Only the lines from the one containing "box: [193, 371, 208, 381]" to the end of the data are wanted; print them exactly as they appear.
== MATERIAL SHOWN
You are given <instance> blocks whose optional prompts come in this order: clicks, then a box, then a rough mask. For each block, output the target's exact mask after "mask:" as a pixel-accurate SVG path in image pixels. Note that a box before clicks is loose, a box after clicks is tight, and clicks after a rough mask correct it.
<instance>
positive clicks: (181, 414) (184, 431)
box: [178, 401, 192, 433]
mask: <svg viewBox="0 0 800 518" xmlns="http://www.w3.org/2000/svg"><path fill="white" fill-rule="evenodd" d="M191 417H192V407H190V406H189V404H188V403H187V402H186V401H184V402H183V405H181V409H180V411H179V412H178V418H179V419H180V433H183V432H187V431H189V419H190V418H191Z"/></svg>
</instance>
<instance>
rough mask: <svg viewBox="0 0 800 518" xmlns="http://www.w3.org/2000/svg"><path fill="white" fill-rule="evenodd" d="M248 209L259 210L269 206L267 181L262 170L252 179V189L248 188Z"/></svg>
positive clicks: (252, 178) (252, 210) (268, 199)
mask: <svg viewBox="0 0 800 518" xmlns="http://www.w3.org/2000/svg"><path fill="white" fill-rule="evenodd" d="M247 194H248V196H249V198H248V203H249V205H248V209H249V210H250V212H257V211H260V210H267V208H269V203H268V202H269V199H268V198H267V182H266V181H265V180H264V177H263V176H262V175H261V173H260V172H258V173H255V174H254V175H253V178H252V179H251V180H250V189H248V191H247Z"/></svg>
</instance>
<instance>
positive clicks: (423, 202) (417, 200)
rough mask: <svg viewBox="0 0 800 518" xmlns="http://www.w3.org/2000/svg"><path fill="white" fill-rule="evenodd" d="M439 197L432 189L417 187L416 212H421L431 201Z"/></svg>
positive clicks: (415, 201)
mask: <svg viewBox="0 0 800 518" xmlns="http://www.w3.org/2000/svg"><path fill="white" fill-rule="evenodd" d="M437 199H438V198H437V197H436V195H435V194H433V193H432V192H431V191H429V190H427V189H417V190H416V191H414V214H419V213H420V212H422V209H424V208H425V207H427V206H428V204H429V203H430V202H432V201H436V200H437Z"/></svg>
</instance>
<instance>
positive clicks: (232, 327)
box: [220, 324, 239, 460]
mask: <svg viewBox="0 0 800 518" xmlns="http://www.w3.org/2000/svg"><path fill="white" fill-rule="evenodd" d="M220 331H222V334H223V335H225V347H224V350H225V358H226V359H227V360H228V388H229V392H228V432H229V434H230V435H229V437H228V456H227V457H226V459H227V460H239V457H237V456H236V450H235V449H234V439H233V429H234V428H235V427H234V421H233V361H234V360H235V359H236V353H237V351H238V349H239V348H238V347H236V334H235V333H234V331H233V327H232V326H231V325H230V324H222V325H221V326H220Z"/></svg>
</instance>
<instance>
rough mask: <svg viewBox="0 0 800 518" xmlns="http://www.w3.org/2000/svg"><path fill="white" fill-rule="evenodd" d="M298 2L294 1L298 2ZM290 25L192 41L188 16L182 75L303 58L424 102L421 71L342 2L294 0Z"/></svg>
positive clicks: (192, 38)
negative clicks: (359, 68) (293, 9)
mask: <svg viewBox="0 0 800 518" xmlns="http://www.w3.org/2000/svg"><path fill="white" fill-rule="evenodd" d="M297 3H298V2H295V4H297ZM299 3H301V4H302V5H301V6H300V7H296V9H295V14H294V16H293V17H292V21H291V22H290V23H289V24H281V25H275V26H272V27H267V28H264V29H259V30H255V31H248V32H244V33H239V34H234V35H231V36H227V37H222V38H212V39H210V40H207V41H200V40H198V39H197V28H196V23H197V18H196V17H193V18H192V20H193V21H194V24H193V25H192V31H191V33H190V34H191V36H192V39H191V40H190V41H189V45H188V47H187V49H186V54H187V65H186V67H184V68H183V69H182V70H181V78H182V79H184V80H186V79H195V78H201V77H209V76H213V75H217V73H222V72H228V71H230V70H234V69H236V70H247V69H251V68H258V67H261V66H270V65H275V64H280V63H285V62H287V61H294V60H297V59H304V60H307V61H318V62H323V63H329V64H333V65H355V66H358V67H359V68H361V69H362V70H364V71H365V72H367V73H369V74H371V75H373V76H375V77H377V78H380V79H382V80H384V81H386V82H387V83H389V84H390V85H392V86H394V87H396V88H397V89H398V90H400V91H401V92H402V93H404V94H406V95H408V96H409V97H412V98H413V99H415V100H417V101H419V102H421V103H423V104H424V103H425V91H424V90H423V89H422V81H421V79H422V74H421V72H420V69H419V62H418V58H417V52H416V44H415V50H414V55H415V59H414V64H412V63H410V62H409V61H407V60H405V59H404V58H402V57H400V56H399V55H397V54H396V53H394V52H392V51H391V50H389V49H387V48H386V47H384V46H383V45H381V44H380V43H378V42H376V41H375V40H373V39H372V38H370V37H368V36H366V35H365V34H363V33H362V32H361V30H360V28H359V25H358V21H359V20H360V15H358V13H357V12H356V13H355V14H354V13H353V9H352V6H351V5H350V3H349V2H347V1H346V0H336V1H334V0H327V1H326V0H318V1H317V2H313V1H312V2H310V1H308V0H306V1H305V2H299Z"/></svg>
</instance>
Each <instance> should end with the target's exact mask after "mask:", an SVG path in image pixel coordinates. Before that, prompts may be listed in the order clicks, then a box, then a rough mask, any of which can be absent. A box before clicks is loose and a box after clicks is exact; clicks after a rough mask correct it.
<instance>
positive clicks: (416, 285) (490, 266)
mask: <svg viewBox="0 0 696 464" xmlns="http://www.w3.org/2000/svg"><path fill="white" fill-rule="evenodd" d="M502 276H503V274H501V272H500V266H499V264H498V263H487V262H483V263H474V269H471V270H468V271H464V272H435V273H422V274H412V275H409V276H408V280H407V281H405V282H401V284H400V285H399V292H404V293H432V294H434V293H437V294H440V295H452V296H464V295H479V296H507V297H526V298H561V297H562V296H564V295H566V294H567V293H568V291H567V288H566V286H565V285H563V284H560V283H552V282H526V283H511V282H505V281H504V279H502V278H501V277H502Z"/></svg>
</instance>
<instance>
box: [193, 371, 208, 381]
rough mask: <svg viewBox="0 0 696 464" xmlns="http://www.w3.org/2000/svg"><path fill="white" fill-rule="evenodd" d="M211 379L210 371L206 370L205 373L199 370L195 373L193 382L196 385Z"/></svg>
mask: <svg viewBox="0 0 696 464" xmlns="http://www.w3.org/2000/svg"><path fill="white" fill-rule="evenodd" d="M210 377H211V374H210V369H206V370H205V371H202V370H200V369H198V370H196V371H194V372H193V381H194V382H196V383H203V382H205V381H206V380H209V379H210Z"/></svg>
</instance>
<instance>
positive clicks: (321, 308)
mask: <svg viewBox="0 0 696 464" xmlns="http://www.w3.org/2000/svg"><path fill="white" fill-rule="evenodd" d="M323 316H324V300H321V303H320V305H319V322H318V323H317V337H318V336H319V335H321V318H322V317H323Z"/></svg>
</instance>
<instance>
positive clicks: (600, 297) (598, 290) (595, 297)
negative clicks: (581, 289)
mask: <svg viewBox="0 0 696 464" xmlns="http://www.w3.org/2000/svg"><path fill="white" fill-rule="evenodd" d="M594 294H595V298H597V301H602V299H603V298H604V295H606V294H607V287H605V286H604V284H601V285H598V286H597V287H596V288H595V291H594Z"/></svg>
====
◆ RESPONSE TO THE EXERCISE ◆
box: [193, 371, 208, 381]
rough mask: <svg viewBox="0 0 696 464" xmlns="http://www.w3.org/2000/svg"><path fill="white" fill-rule="evenodd" d="M211 379L210 371L206 370L205 373L199 370L195 373L193 382L196 385Z"/></svg>
mask: <svg viewBox="0 0 696 464" xmlns="http://www.w3.org/2000/svg"><path fill="white" fill-rule="evenodd" d="M210 377H211V374H210V369H206V370H205V371H202V370H200V369H198V370H196V371H194V372H193V381H194V382H196V383H203V382H205V381H206V380H209V379H210Z"/></svg>
</instance>
<instance>
positive clicks: (321, 308)
mask: <svg viewBox="0 0 696 464" xmlns="http://www.w3.org/2000/svg"><path fill="white" fill-rule="evenodd" d="M323 316H324V300H321V303H320V305H319V322H318V323H317V337H318V336H319V335H321V318H322V317H323Z"/></svg>
</instance>
<instance>
positive clicks: (600, 297) (598, 290) (595, 297)
negative clicks: (581, 289)
mask: <svg viewBox="0 0 696 464" xmlns="http://www.w3.org/2000/svg"><path fill="white" fill-rule="evenodd" d="M594 294H595V298H597V301H602V299H603V298H604V295H606V294H607V287H605V286H604V284H601V285H598V286H597V287H596V288H595V291H594Z"/></svg>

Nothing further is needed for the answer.